**SUPPLIED TEXT:**
========================================================================

As a result, the Germans took over the Czechoslovak industry, including the Skoda factory, which produced the Lehký tank vzor 35 (Light Tank Model 35), locally known as the LT vz. 35, or LT-35. By the time of the German occupation, Czechoslovakia had built 434 LT vz. 35 light tanks. The Germans immediately took over 244 of them in order to equip their emerging armored forces.
These light tanks fought in the German Panzer Divisions from 1939 until 1942, when they were removed from active service. During this three-year period, they actively participated in the Invasion of Poland, the Battle of France and the initial stages of Operation Barbarossa (the ill-fated and costly invasion of the Soviet Union).
The tanks were highly praised by their crews, especially their robustness (except the pneumatic system, which was very susceptible to extreme cold) and versatility. They were used until the exhaustion of the spare parts available for this model. When in use with the Germans, it was known as Panzerkampfwagen 35(t) or Pz.Kpfw.35(t). The letter “t” indicated the term ‘Tschechisch’ (meaning ‘Czech’ in German), following the rule of using a letter designating the name of the country of origin for the material captured by the Germans.
Pz 35(t) and Panzer IVs in France, 1940. Photo: Bundesarchiv
LT vz. 35, the Original
The Lehký tank vzor 35 (Light Tank Model 35, LT vz. 35) was the frontline tank of Czech armored forces at the time of the German invasion. The 10.5-ton tank entered service in 1939. It had a 3-man crew and was armed with a 37mm Škoda ÚV vz.34 gun, with two 7.92 mm (0.31 in) Zbrojovka Brno vz.37 machineguns. The tank had armor of up to 35 mm (1.4in) thick.
The vehice ran on a leaf-spring suspension, and propulsion was provided by a 120hp Škoda Typ 11/0 4-cylinder gasoline engine. This would provide a top speed of 21 mph (34 km/h).
A full article on the LT vz. 35 can be found HERE.

========================================================================

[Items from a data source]
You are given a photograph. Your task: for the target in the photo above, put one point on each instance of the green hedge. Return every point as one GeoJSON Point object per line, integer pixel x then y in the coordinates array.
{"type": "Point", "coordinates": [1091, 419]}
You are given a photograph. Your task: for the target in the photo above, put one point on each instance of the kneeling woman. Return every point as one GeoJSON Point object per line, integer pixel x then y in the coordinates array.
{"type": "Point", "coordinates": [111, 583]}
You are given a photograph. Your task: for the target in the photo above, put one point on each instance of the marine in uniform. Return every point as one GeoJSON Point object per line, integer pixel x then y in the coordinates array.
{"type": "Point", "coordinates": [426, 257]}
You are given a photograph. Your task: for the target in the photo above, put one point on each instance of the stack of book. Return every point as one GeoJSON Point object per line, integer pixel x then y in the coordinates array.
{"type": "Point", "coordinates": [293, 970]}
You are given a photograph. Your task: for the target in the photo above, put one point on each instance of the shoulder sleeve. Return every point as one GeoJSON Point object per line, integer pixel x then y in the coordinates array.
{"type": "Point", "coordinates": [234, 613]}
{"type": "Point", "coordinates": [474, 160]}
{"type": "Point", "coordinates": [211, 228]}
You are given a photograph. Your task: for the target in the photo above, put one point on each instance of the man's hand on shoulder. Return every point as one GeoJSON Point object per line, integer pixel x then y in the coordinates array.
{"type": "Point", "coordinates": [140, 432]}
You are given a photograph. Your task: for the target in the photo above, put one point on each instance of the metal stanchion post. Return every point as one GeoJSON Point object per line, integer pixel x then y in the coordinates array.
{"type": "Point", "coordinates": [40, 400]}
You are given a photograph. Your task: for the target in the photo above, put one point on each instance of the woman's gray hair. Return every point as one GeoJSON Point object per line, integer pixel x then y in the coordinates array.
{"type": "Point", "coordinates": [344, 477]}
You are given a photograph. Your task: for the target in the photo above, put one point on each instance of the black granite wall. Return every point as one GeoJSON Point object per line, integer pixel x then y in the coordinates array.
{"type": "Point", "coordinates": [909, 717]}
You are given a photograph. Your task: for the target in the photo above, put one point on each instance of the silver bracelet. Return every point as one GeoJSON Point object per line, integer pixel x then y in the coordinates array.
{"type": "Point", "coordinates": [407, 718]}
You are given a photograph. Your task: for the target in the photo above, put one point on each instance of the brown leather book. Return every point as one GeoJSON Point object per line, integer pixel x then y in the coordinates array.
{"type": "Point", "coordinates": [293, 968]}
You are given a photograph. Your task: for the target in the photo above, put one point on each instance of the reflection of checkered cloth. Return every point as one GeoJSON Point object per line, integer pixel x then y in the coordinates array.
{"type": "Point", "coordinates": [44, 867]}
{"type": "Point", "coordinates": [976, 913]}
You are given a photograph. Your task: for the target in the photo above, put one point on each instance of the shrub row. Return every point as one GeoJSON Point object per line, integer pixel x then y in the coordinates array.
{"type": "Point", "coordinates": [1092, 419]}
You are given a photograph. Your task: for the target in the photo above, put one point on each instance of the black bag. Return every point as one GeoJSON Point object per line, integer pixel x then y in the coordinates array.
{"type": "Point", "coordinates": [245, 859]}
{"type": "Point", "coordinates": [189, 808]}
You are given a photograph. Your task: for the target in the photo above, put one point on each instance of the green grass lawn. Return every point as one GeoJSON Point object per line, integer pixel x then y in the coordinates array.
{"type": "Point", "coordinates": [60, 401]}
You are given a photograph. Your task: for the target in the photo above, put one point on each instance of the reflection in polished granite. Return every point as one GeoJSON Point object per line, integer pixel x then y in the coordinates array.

========================================================================

**THE TASKS:**
A) Reproduce verbatim the part of the LT vz. 35 text starting at "Pz 35(t) and" and ending at "be found HERE.".
B) In the LT vz. 35 text, what did the letter "t" in Pz.Kpfw.35(t) indicate?

**RESPONSES PER TASK:**
A)
Pz 35(t) and Panzer IVs in France, 1940. Photo: Bundesarchiv
LT vz. 35, the Original
The Lehký tank vzor 35 (Light Tank Model 35, LT vz. 35) was the frontline tank of Czech armored forces at the time of the German invasion. The 10.5-ton tank entered service in 1939. It had a 3-man crew and was armed with a 37mm Škoda ÚV vz.34 gun, with two 7.92 mm (0.31 in) Zbrojovka Brno vz.37 machineguns. The tank had armor of up to 35 mm (1.4in) thick.
The vehice ran on a leaf-spring suspension, and propulsion was provided by a 120hp Škoda Typ 11/0 4-cylinder gasoline engine. This would provide a top speed of 21 mph (34 km/h).
A full article on the LT vz. 35 can be found HERE.

B) The term 'Tschechisch', meaning 'Czech' in German.